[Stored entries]
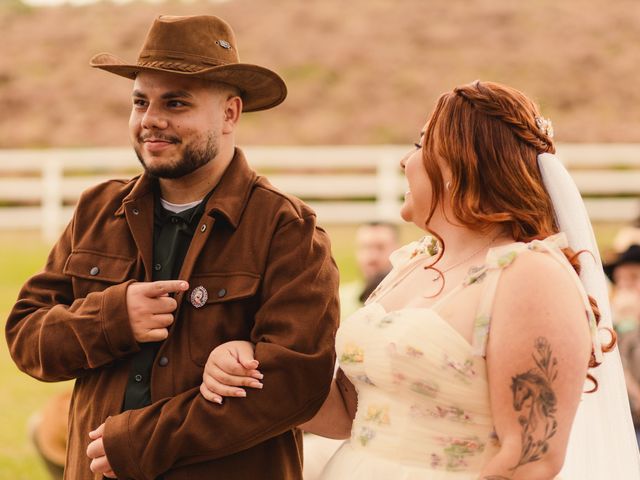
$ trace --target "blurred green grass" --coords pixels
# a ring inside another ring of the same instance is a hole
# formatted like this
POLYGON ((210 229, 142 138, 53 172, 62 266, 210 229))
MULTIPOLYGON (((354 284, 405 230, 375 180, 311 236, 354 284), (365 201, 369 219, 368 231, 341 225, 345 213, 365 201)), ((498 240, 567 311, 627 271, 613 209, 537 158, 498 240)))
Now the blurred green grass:
MULTIPOLYGON (((606 250, 620 225, 596 228, 601 250, 606 250)), ((340 268, 341 282, 358 277, 354 258, 355 225, 326 225, 333 254, 340 268)), ((403 242, 421 232, 412 226, 401 229, 403 242)), ((49 245, 38 232, 0 232, 0 318, 6 317, 24 281, 42 268, 49 245)), ((0 480, 46 480, 47 474, 27 438, 27 421, 54 393, 70 387, 69 382, 47 384, 22 372, 13 364, 6 341, 0 341, 0 480)))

TASK GOAL:
Output each of the lines above exactly, apart from the images.

REPLY TO THE EXERCISE:
$ trace --target "blurred green grass" --coords pixels
# a ring inside another ring of the same instance is a hole
# formatted like this
POLYGON ((210 229, 142 138, 53 172, 62 266, 210 229))
MULTIPOLYGON (((354 284, 405 230, 375 180, 311 236, 354 284), (365 201, 369 219, 368 231, 341 225, 345 213, 365 201)), ((498 240, 567 311, 627 271, 613 209, 537 158, 498 240)))
Now the blurred green grass:
MULTIPOLYGON (((606 250, 620 225, 596 228, 601 250, 606 250)), ((340 268, 341 282, 358 277, 354 258, 355 225, 326 225, 333 254, 340 268)), ((403 242, 421 232, 412 226, 401 229, 403 242)), ((49 245, 38 232, 0 232, 0 318, 6 317, 24 281, 42 268, 49 245)), ((0 480, 46 480, 47 474, 27 438, 27 421, 54 393, 70 387, 69 382, 47 384, 22 372, 13 364, 6 341, 0 341, 0 480)))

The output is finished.